• _What is needed_
Determine the number of lines in the listing that contain "forearm". Write only that number.

• _Source data_
== == ==
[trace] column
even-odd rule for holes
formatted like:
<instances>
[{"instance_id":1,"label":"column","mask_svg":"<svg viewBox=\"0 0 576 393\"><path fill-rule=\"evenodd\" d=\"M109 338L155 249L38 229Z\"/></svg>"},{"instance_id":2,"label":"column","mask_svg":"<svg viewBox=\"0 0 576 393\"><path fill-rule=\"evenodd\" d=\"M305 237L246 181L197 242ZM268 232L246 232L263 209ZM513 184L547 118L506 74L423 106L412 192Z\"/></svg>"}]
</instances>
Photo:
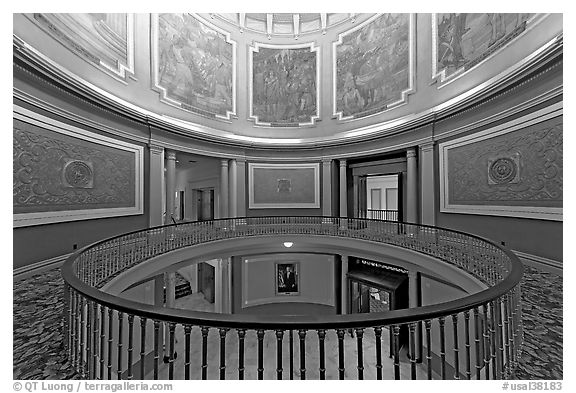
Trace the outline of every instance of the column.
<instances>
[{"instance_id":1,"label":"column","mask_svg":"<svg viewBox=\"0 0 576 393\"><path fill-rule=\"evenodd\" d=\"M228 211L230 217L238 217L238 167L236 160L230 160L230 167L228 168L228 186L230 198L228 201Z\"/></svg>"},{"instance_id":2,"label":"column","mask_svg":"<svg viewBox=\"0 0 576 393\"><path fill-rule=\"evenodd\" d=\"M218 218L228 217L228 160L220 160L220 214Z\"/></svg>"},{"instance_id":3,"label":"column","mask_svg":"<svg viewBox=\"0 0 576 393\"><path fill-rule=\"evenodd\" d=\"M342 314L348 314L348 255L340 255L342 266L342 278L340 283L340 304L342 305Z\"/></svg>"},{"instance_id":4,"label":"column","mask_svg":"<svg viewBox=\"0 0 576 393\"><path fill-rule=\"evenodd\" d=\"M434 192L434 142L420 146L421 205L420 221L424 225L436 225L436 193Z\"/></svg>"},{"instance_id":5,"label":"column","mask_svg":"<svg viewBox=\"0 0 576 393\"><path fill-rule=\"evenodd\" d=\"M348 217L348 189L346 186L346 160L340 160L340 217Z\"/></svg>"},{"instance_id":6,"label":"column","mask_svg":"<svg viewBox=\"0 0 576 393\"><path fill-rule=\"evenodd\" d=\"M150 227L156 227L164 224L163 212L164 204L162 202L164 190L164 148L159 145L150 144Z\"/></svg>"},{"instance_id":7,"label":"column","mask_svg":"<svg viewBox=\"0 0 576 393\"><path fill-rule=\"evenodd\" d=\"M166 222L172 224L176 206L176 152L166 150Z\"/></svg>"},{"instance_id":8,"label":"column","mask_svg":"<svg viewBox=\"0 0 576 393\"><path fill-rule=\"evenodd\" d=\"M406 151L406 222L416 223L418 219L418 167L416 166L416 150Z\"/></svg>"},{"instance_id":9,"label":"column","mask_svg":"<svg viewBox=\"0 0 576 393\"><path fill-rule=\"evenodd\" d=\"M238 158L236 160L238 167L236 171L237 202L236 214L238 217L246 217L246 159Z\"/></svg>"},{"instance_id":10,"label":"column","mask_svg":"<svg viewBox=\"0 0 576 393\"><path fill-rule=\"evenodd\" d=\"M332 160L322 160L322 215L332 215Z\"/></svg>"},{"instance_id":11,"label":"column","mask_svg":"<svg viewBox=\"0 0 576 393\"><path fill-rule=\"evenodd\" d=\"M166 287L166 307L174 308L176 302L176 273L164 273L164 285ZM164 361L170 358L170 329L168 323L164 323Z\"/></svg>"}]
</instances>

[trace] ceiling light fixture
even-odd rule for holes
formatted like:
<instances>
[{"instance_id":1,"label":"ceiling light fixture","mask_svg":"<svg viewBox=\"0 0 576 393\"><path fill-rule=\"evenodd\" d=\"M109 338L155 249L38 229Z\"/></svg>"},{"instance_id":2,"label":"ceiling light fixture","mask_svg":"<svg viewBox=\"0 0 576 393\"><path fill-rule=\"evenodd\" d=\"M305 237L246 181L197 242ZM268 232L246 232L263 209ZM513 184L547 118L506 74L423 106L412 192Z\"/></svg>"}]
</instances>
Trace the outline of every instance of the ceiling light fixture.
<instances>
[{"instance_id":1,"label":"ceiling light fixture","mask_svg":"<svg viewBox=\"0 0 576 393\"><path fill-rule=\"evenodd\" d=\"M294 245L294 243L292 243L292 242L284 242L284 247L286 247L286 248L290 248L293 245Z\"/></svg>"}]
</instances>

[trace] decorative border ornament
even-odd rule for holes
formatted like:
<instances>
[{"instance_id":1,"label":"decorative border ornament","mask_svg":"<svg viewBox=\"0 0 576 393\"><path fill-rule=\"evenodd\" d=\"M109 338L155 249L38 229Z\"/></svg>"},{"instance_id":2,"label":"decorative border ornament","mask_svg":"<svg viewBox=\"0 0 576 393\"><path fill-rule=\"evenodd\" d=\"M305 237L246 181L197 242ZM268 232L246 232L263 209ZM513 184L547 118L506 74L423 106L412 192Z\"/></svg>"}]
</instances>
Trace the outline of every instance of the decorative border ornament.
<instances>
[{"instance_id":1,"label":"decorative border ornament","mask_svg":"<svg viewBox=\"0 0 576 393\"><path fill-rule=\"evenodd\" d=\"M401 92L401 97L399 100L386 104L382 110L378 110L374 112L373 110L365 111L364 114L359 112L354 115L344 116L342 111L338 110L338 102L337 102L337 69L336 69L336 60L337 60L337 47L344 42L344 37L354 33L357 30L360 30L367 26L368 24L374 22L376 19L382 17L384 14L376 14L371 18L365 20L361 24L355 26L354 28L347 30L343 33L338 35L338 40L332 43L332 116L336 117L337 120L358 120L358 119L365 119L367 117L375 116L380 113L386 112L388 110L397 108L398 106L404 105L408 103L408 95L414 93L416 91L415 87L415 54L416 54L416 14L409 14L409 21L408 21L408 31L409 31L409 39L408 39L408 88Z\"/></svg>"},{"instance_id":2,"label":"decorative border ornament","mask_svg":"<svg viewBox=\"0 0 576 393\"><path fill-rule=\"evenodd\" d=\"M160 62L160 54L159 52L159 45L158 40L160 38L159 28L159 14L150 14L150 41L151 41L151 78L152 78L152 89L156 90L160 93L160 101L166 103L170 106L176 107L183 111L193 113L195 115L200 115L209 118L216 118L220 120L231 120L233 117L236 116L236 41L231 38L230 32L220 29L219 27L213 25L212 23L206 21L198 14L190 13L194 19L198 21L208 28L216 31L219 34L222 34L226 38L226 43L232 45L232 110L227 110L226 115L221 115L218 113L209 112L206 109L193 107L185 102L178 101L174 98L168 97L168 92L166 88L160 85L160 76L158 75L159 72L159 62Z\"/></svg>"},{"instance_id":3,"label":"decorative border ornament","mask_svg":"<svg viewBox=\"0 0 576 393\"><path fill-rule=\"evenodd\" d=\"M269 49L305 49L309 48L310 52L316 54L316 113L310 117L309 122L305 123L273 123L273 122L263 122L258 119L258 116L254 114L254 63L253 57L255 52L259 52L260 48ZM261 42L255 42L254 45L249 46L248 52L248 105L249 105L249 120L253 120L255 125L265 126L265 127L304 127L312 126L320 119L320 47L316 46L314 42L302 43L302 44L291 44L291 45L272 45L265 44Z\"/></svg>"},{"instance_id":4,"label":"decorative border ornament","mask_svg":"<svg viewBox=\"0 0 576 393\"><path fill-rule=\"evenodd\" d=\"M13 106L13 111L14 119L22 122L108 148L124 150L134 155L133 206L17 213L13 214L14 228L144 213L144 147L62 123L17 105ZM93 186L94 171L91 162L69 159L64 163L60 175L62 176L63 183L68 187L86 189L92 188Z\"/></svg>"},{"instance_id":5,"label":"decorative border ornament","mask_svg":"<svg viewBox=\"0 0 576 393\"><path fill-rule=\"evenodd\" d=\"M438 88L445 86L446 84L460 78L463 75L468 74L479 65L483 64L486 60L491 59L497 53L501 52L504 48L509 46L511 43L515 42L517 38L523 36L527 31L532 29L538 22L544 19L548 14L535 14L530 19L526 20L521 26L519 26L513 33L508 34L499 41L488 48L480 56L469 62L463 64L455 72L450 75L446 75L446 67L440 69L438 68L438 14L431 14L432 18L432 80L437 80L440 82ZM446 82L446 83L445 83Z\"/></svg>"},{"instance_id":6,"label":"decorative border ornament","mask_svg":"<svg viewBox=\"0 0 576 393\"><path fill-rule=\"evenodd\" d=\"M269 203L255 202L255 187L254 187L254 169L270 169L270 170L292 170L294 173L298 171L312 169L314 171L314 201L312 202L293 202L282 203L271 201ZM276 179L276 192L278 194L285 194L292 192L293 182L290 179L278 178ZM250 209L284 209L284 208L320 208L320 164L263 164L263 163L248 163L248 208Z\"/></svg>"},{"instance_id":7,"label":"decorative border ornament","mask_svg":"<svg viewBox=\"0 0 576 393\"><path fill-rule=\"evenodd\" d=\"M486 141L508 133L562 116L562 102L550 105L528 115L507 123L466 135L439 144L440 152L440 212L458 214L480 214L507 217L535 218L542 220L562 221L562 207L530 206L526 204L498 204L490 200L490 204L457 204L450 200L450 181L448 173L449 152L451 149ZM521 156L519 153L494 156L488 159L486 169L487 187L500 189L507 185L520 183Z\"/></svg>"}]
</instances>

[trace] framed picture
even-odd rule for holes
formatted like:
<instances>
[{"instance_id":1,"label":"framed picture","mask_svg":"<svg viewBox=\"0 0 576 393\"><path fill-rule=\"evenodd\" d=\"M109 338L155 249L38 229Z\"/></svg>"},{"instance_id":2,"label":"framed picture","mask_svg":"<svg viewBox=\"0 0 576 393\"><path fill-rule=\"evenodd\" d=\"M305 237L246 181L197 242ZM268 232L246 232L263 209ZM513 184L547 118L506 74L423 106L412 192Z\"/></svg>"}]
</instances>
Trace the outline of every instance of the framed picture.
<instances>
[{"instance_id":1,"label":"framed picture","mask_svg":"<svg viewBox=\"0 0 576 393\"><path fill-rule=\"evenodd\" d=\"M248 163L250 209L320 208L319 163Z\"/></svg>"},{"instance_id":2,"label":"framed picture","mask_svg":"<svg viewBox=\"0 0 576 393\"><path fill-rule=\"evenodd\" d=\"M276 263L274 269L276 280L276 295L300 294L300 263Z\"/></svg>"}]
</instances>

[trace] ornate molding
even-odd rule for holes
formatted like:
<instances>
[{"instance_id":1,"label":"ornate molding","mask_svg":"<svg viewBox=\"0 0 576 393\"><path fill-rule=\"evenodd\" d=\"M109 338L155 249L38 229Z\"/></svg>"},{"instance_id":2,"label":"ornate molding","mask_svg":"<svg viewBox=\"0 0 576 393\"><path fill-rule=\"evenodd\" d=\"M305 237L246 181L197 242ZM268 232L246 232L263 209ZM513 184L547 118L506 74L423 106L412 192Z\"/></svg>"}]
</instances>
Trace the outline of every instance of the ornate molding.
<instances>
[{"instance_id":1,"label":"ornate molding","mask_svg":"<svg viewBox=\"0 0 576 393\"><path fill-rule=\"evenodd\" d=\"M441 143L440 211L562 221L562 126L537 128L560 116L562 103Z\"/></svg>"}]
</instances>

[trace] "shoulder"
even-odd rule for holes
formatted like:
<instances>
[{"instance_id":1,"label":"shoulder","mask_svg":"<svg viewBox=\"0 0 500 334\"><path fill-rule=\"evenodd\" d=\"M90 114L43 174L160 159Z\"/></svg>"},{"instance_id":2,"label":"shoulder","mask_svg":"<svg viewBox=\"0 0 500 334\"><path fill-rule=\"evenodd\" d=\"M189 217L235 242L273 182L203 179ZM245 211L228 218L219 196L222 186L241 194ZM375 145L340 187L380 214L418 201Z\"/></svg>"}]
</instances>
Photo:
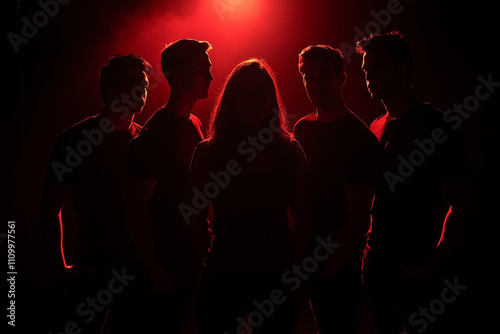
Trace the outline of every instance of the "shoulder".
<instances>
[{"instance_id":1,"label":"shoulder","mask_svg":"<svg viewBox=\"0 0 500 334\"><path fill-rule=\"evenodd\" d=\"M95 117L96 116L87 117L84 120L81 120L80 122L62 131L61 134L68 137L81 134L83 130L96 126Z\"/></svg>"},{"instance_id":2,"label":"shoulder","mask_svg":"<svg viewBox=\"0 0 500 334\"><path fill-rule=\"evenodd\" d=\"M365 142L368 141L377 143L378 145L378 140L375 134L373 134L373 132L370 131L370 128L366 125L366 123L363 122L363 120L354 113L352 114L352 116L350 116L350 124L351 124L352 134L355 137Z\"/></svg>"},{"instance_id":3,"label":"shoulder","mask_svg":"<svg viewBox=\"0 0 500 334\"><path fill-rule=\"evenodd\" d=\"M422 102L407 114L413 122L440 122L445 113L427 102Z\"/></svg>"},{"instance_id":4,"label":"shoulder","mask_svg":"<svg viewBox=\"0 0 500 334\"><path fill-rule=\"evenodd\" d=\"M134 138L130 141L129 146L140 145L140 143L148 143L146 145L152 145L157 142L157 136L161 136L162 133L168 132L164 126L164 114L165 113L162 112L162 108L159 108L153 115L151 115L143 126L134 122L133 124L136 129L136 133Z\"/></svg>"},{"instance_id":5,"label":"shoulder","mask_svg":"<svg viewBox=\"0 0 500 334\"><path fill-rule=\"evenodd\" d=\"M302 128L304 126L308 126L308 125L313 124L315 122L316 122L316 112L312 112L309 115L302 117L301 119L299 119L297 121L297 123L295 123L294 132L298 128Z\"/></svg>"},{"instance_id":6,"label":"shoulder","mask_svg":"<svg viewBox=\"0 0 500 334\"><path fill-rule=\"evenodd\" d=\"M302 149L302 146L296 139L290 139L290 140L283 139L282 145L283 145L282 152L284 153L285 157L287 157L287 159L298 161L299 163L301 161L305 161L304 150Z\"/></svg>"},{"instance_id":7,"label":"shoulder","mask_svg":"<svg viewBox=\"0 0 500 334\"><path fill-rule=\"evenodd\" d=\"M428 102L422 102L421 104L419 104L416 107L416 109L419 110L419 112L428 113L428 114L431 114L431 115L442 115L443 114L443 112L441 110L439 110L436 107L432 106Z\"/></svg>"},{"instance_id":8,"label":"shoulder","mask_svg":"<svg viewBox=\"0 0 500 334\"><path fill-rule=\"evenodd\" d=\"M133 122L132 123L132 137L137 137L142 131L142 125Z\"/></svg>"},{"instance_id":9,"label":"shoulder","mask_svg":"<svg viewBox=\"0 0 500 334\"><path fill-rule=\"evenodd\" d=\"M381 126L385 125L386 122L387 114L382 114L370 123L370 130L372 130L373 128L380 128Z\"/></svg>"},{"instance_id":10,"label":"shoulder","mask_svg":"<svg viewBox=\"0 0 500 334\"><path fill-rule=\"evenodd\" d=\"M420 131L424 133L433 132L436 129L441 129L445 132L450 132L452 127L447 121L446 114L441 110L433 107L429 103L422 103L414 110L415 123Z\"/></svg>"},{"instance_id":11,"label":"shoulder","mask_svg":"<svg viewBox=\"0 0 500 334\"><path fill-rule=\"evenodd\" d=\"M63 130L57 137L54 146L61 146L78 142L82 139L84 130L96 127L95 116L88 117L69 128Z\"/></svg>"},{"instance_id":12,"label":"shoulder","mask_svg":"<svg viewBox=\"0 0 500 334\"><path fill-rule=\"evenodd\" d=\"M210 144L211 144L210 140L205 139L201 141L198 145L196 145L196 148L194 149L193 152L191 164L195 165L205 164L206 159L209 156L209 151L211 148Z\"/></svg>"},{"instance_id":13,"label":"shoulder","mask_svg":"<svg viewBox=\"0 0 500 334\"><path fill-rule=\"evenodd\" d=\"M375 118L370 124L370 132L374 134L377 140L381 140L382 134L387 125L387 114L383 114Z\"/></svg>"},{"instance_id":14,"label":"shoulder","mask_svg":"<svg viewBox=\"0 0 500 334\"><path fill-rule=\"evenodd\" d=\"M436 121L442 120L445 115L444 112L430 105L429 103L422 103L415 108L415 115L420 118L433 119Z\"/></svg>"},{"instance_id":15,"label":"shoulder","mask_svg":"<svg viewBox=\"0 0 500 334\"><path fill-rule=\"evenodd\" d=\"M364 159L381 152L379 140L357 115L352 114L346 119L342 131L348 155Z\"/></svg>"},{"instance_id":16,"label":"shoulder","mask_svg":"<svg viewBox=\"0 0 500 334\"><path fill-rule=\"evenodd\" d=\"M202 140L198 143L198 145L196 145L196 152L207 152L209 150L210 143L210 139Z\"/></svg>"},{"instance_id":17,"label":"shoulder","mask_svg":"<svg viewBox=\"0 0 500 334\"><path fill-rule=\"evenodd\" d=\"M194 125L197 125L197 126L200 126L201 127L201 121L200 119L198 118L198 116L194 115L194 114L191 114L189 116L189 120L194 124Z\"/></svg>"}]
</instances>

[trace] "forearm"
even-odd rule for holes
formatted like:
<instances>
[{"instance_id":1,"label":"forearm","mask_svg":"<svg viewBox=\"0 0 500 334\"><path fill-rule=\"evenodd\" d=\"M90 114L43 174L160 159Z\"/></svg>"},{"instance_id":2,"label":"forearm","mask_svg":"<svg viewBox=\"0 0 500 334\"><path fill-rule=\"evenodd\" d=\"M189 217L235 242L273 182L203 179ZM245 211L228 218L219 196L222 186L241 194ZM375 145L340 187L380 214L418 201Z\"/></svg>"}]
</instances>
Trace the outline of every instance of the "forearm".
== == ==
• _Problem solution_
3